• [EXCERPT TO READ]
────────────────
The ‘secret hands’ mentioned by the Muslim Brotherhood have been identified by the ruling Supreme Council of the Armed Forces. A military source has revealed the discovery of a plot by remnants of the former regime to plunge the country into civil war through inciting sectarian tensions. 190 people have been arrested, and the death penalty has been threatened. Among the arrested are Abeer’s husband, and a local Christian café owner. The Copt is accused of firing his gun into the air to disperse gathered Muslims, which set off the protests.

The local governorate has pledged that it will rebuild the church, starting within ten days, in an operation that will take three months and over one million US dollars. Victims will be compensated: approximately $1000 US for those killed and $400 US for the injured. Security is being increased at all churches in the governorate.

Claims exist that the Salafi movement in Egypt is funded by Wahhabi Muslim states from the Gulf. The attacks, however, have been condemned by both Saudi Arabia and the United Arab Emirates.

The Explanation

Fr. Mityas has another explanation. He states Abeer, seven months ago, converted to Islam as she married a Muslim, but then ran away from him and returned to Christianity. The whole Imbaba episode, then, developed from the following lie: A call went to Abeer’s husband by someone from the area, stating Abeer claimed she was being held in the church against her will, asking for help to escape. The attack was planned, Fr. Mityas believed, and had no relation to the Camilia Shehata interview a few hours earlier, in which she, though believed by Salafis to be captive in a monastery, declared publically her Christianity. Some have argued the Imbaba troubles gained steam in spontaneous reaction to her appearance on television. Sheikh Muhammad Zughbi, however, seized on the story of Abeer, went on television, and swore three times to God: I will take the people and we will storm the churches and monasteries.

Fr. Mityas posited the slaughter of Salah and the theft of money from Malak was to make the attack appear perpetrated by thugs, rather than Salafis, who are understood to be pious, however strict. Salafis, he said, have a strategy of playacting. While one will light a fire, another will come behind him and help put it out.
────────────────
Reproduce verbatim everything in the passage on the Imbaba church attack from "The ‘secret hands’" down to "off the protests.".

• [PROVIDED DATA]
────────────────
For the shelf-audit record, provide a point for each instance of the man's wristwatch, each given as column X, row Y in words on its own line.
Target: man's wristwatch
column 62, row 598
────────────────
• [EXPECTED ANSWER]
The ‘secret hands’ mentioned by the Muslim Brotherhood have been identified by the ruling Supreme Council of the Armed Forces. A military source has revealed the discovery of a plot by remnants of the former regime to plunge the country into civil war through inciting sectarian tensions. 190 people have been arrested, and the death penalty has been threatened. Among the arrested are Abeer’s husband, and a local Christian café owner. The Copt is accused of firing his gun into the air to disperse gathered Muslims, which set off the protests.